Mixed reactions in Gauteng: Some residents opt out of voting, others remain hopeful for change

File Picture: Chris Collingridge Independent Media

File Picture: Chris Collingridge Independent Media

Published May 27, 2024


Simon Majadibodu

Gauteng residents have voiced grievances about the lack of job opportunities, inadequate infrastructure, and poor service delivery as the main reasons for not participating in the national and provincial elections.

This comes after extensive rallies held by political parties over the weekend in their efforts to garner votes for the national and provincial elections.

Today, more than one million people across the country flocked to voting stations to take part in special votes ahead of the general elections taking place on Wednesday, 29 May.

The Electoral Commission of South Africa (IEC) said around 1,668,076 South Africans have been approved for special votes.

Of these, 624,593 voters will be visited by trained election officers at their homes or places of confinement.

Meanwhile, political parties have been conducting election campaigns, door-to-door outreach, and campaign trails throughout the country in a bid to garner votes. However, some residents in Gauteng have expressed their intention not to cast their votes, citing a lack of motivation to do so.

Nyiko Komana, 40, an unemployed resident from Kagiso in Krugersdorp, said she will not vote because political parties make huge promises during election seasons but fail to fulfil them afterwards.

"I won't even waste my vote because now that they’re seeking votes, they visit our homes and feed us lies. After the elections, they disappear and forget about us," she told IOL News.

Nyiko Komana, 40, from Kagiso in Krugersdorp, said that she will not cast her vote due to the broken promises by political leaders. Picture: Supplied

Komana acknowledged some improvements, such as the government providing free opportunities for further studies through the National Student Financial Aid Scheme (NSFAS). However, she added, "It often fails students by delaying their allowances, leading to increased suffering. If I witness some transformations after this election period, I will consider voting in the next elections, but for now, I won’t vote."

Letele Sekautu, 22, from Ferndale, Randburg, cited the increasing unemployment rate and inadequate service delivery in the province as the primary reasons for not registering to vote.

"I don’t see any changes because political leaders are going around making the same promises each and every election season. There are so many young people who possess different qualifications yet remain unemployed and the poor services across all sectors, particularly in clinics, is horrible."

Meanwhile, Temosho Makua, 25, an unemployed graduate from Tshwane University of Technology (TUT), who holds an Advanced Diploma in Project Management from Philip Nel Park in Pretoria, expressed his intention to vote.

**Tasks to perform**.
**A.** Please list every Gauteng resident the Gauteng voting article names, along with the age it gives for each.
**B.** Repeat word for word the part of the Gauteng voting article starting at "Today, more than" and ending at "motivation to do so.".

**Dataset excerpts**.
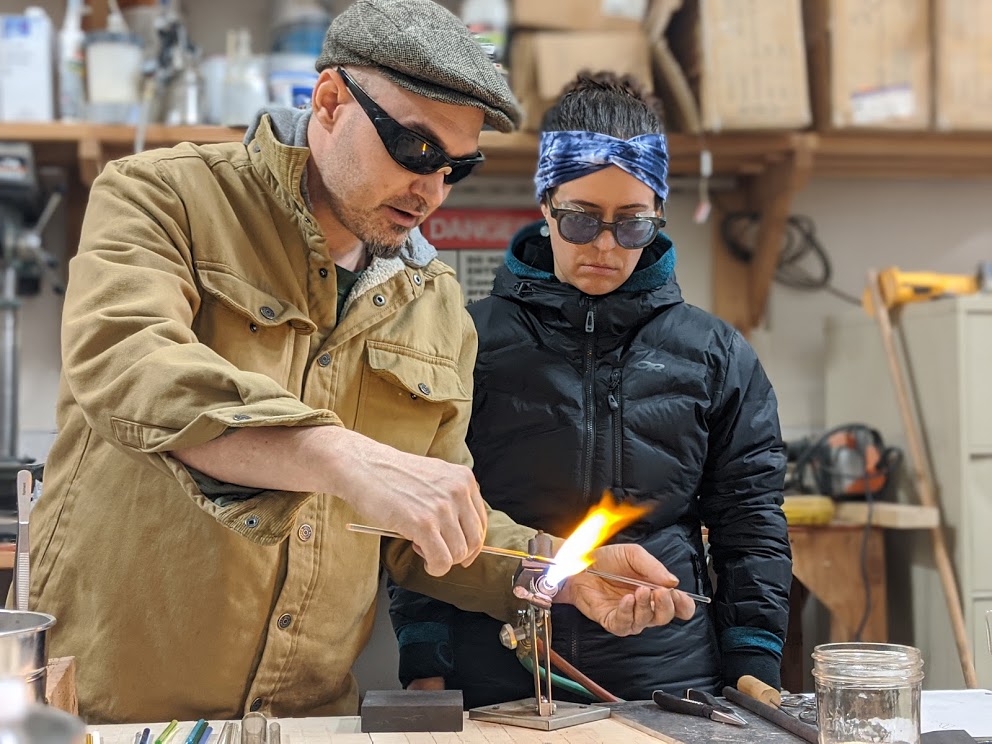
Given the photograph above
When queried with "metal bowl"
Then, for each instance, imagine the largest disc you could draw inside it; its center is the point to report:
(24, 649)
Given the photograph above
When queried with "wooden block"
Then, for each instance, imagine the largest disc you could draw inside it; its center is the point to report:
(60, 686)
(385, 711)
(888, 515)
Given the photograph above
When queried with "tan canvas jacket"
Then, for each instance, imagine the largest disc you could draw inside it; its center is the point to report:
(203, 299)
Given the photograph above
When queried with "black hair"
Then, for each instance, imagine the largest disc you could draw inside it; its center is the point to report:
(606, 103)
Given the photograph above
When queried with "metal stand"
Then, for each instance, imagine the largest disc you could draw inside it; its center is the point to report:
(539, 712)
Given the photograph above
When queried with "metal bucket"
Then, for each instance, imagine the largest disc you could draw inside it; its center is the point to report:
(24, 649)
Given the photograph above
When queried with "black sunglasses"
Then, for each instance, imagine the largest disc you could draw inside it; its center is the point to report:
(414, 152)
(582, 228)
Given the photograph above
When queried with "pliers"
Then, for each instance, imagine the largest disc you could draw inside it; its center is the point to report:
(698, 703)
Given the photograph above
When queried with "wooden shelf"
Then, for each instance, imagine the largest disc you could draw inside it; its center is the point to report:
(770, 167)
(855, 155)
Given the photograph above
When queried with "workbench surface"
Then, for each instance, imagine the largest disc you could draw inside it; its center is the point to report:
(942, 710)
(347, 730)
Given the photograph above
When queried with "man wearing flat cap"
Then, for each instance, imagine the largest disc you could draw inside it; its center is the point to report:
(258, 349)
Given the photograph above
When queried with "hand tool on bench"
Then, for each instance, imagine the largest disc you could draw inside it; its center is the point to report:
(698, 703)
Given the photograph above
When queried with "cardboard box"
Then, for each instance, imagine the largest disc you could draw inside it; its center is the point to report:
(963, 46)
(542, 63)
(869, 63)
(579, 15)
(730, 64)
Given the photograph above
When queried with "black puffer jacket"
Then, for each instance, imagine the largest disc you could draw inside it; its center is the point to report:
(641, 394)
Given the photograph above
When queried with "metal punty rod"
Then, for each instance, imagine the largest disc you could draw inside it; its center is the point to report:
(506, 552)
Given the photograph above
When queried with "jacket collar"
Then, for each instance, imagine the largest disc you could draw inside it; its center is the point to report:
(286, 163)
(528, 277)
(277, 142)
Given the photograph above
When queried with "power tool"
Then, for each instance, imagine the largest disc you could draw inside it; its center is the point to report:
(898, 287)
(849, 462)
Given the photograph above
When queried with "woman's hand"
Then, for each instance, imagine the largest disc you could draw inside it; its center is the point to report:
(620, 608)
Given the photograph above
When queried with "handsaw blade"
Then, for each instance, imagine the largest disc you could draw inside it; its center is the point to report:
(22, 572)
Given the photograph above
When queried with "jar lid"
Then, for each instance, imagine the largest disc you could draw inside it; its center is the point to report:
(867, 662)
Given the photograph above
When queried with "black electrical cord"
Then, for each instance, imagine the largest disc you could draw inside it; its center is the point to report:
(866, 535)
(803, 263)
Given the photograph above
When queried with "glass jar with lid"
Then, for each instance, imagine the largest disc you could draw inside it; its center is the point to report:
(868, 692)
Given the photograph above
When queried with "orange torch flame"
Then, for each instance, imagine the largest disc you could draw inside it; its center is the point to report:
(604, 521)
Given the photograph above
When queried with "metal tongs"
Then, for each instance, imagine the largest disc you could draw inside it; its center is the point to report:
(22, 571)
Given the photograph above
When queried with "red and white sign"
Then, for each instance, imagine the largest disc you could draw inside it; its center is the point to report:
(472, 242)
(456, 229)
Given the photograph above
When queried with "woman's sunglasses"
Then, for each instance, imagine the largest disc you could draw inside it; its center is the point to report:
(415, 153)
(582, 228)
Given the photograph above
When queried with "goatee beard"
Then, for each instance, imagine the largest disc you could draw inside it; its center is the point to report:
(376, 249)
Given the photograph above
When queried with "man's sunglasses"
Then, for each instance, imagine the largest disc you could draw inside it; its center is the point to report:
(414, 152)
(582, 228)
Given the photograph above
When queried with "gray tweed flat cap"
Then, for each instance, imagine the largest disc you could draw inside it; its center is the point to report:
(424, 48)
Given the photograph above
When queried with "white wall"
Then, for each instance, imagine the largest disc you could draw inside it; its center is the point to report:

**Per-task outputs**.
**A.**
Nyiko Komana, 40
Letele Sekautu, 22
Temosho Makua, 25

**B.**
Today, more than one million people across the country flocked to voting stations to take part in special votes ahead of the general elections taking place on Wednesday, 29 May.

The Electoral Commission of South Africa (IEC) said around 1,668,076 South Africans have been approved for special votes.

Of these, 624,593 voters will be visited by trained election officers at their homes or places of confinement.

Meanwhile, political parties have been conducting election campaigns, door-to-door outreach, and campaign trails throughout the country in a bid to garner votes. However, some residents in Gauteng have expressed their intention not to cast their votes, citing a lack of motivation to do so.